%%

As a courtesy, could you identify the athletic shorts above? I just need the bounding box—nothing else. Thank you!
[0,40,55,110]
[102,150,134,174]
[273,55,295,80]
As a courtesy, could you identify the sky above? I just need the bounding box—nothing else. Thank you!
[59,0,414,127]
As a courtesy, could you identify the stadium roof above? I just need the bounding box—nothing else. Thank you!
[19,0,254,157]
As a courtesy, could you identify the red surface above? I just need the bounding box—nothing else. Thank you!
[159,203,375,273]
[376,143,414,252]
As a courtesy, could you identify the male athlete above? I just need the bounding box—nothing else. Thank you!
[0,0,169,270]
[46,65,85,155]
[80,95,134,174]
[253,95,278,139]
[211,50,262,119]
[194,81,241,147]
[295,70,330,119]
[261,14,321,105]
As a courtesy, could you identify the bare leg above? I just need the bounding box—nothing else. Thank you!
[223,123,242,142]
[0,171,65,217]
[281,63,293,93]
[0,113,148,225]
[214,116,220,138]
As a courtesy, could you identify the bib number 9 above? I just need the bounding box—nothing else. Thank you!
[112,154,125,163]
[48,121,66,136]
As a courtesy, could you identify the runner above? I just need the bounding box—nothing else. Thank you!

%%

Rewrite every line of the items above, requests included, scaling each bounding-box coordinate in the answers by 1.25. Round each result to a whole number, with halves rounding up.

RESPONSE FOR THIS EXERCISE
As a courtesy, could you identify the athletic shorts above? I just need the bounding box—nothing else. Thank you!
[0,50,69,138]
[128,188,168,218]
[341,69,369,100]
As a courtesy, could you identify the sky above? I just need the bounding box—nothing else. Thank you!
[74,0,518,159]
As a courtesy, could you identify the stadium roof above? I just need the bounding box—nothing else. Thank you!
[24,0,318,196]
As a courtesy, could you identify the red surface above? I just need the bounding box—nothing else. Thank you!
[199,254,469,341]
[470,179,518,315]
As a courtesy, could you identify the male athlete above? I just need the bounding box—nothing else. Thank you!
[0,0,211,338]
[58,81,106,194]
[100,119,168,218]
[316,119,348,174]
[264,63,328,149]
[243,101,301,184]
[369,88,413,149]
[326,18,401,131]
As a courtesy, could you identify the bare leg above? I just need the bounding box—nothing else. Thank you!
[279,154,303,178]
[0,214,81,271]
[351,79,366,116]
[0,141,185,281]
[268,145,275,173]
As a courtesy, could you identify the bib number 9 above? I just need the bounding box—nothing else. Thank you!
[140,193,156,204]
[60,151,83,170]
As a courtesy, could you identify the runner above? I just need the bounding box—nothing else. Thank you!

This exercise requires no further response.